Exercice proposé A: Selon l'extrait sur Empalot, quel âge avait l'homme tué par balles rue de Menton ?

Extrait à lire:
━━━━
Le contraste est frappant entre ce quotidien lambda, agréable, et ce qu'il peut se passer dans ce quartier la nuit tombée. Il y a pile une semaine, un homme de 27 ans, est tué par balles, dans la rue de Menton, en plein cœur d'Empalot. 

Croisé sur un parking, Christophe pose des mots froids sur ce nouvel homicide, le deuxième en moins de quatre mois. "Je pensais que c'était un tir de mortier, puis je me rends compte que ce sont des coups de feu. Ça fait peur, je ne me sens pas en sécurité" lance cet habitant, depuis 11 ans, dans un HLM. "Cela s'est bien dégradé, avec plus de présence de dealers. Ça tourne beaucoup." Il a plusieurs fois demandé à partir ailleurs, sans succès.
━━━━
Extrait des données:
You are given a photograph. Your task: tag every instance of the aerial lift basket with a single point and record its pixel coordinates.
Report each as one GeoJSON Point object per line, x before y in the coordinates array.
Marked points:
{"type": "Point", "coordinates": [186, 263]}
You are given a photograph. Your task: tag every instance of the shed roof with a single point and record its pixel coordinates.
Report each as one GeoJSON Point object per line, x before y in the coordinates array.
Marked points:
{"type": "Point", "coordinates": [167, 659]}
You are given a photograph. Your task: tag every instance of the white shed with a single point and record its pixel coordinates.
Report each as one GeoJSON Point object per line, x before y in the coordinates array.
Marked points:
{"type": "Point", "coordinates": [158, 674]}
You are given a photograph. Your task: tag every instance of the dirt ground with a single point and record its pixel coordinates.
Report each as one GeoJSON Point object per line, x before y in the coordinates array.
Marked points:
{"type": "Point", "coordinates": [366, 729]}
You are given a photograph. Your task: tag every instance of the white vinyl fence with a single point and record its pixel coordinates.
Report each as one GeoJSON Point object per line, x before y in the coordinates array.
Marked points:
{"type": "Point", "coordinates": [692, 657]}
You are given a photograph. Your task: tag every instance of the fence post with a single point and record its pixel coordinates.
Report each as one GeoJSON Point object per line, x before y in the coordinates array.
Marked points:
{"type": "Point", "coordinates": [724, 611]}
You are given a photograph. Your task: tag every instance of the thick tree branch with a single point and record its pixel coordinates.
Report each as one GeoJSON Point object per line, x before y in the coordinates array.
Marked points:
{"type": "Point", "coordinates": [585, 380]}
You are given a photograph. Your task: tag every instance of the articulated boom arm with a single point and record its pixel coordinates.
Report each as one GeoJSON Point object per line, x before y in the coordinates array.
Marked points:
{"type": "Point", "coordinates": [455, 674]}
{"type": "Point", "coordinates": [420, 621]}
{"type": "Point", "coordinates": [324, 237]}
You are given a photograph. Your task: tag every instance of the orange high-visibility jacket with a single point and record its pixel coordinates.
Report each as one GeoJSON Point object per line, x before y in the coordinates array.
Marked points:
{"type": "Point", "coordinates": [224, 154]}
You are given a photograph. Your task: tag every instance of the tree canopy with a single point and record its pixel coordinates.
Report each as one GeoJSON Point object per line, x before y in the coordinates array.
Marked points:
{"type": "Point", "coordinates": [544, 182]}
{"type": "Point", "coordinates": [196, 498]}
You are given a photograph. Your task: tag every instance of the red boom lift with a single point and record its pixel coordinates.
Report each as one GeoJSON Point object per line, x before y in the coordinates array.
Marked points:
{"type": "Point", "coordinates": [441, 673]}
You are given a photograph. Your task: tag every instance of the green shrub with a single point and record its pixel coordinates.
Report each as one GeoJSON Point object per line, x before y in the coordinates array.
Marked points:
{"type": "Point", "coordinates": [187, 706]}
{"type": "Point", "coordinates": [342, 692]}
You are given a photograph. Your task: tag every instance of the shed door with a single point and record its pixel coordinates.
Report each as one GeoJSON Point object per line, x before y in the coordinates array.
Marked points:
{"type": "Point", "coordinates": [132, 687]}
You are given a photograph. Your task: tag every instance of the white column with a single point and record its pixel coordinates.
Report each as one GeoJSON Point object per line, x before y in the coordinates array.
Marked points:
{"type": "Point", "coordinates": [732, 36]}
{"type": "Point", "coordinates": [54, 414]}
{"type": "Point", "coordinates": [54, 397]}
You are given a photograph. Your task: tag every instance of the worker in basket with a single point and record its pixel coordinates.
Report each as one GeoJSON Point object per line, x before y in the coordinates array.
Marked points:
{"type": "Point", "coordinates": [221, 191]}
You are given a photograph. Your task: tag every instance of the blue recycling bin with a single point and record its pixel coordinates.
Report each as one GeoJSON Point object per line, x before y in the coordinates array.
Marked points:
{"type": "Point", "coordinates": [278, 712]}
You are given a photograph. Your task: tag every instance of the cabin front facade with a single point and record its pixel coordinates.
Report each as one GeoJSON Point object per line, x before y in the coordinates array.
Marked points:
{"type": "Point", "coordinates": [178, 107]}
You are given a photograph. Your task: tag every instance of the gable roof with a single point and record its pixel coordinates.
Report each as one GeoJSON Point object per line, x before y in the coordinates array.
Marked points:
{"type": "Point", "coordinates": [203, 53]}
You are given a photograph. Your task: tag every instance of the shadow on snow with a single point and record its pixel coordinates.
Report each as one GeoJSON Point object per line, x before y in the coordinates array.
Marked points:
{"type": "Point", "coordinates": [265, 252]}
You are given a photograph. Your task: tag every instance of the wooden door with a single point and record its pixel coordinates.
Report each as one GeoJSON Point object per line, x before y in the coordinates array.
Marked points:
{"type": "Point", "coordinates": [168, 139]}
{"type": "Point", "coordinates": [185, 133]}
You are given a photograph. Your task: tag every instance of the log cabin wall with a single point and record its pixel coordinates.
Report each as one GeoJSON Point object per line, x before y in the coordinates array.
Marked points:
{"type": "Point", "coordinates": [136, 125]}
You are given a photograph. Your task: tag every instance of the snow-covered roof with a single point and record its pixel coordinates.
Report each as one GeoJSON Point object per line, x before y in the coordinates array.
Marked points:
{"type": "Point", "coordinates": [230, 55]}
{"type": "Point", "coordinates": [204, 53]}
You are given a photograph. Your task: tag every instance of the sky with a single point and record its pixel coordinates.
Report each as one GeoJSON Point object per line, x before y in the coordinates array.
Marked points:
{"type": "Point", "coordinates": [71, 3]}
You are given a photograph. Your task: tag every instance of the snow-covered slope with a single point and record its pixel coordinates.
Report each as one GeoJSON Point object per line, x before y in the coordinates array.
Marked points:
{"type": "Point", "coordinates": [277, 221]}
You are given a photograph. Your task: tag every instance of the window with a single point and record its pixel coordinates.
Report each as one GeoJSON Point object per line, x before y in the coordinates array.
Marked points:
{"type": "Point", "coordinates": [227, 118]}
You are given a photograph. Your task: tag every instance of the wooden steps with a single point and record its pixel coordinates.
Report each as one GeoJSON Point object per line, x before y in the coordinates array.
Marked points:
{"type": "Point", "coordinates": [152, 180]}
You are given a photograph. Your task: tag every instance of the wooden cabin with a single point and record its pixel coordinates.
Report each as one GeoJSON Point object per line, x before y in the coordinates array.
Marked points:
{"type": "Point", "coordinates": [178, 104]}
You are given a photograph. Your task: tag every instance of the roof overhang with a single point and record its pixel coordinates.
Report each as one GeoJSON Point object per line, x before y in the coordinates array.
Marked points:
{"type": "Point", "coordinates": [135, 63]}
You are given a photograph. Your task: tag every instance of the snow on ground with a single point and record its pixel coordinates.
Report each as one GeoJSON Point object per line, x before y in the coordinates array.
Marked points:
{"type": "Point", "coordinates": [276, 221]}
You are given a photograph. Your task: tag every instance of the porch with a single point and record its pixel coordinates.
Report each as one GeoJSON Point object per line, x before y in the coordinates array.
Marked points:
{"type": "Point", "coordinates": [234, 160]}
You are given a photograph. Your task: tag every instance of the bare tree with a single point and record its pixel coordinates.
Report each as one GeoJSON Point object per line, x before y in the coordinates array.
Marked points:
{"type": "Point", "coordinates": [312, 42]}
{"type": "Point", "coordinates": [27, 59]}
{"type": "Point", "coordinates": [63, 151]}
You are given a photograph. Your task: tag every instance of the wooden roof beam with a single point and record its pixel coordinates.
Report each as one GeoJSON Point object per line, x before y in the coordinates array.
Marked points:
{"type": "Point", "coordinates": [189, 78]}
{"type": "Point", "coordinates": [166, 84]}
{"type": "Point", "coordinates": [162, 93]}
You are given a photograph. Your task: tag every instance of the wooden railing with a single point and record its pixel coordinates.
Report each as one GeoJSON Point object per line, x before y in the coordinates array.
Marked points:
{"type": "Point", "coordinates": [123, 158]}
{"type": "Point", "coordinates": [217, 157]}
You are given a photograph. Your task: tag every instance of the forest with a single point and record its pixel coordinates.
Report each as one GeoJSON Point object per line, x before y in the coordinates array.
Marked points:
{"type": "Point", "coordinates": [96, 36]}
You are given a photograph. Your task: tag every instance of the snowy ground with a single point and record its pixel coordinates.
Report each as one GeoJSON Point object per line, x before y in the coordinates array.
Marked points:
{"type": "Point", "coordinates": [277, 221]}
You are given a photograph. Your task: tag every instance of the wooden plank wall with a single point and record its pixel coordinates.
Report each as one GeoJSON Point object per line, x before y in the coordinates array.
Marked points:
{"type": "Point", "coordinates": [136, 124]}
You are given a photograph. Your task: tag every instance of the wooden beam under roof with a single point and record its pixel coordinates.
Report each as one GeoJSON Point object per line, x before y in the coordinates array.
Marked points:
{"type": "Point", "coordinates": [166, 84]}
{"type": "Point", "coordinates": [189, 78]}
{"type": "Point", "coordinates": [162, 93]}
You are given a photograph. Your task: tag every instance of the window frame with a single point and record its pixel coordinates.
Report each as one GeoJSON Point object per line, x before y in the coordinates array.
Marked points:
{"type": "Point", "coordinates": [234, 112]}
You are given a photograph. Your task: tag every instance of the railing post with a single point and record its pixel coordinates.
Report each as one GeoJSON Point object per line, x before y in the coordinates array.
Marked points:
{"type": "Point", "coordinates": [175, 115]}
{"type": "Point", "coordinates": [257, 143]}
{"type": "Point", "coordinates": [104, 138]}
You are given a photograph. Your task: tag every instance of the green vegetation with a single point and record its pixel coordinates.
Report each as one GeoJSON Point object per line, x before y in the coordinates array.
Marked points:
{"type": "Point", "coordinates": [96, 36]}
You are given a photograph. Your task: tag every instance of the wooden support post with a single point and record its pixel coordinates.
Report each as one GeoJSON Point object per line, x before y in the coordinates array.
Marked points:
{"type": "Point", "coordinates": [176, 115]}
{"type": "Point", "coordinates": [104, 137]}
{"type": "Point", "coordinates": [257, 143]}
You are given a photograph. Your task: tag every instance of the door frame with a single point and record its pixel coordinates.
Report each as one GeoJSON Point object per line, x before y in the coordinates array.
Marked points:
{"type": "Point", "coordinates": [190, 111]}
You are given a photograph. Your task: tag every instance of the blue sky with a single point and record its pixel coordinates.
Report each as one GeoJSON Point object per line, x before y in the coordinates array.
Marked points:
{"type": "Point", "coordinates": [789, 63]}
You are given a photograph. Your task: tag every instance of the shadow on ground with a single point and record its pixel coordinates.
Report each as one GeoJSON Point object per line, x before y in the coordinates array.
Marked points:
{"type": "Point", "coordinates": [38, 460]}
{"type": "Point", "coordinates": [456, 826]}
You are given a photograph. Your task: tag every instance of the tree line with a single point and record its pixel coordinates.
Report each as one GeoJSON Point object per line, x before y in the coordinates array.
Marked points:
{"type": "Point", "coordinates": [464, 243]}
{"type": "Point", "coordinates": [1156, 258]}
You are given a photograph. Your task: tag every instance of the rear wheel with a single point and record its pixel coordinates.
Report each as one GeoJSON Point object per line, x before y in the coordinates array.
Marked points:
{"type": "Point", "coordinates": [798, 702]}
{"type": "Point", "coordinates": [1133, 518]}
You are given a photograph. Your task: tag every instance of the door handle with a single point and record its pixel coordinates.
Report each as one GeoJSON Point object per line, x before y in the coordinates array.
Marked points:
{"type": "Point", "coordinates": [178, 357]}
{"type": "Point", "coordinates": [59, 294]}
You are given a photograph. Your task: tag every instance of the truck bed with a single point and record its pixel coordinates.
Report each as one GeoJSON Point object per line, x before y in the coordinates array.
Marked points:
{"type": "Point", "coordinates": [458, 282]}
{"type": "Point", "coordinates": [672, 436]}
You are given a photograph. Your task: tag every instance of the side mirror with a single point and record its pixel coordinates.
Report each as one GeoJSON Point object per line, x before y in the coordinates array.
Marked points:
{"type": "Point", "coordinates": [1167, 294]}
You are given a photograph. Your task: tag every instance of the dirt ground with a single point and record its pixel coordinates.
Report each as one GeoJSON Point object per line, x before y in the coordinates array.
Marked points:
━━━━
Exercice proposé B: Renvoyez toutes les lignes qui contiennent le mot « cabin ».

Corrigé A: Il avait 27 ans.

Corrigé B:
You are given a photograph. Your task: tag every instance of the cabin front facade with a single point and record its pixel coordinates.
You are given a photograph. Your task: tag every instance of the log cabin wall with a single point and record its pixel coordinates.
You are given a photograph. Your task: tag every instance of the wooden cabin with a single point and record its pixel coordinates.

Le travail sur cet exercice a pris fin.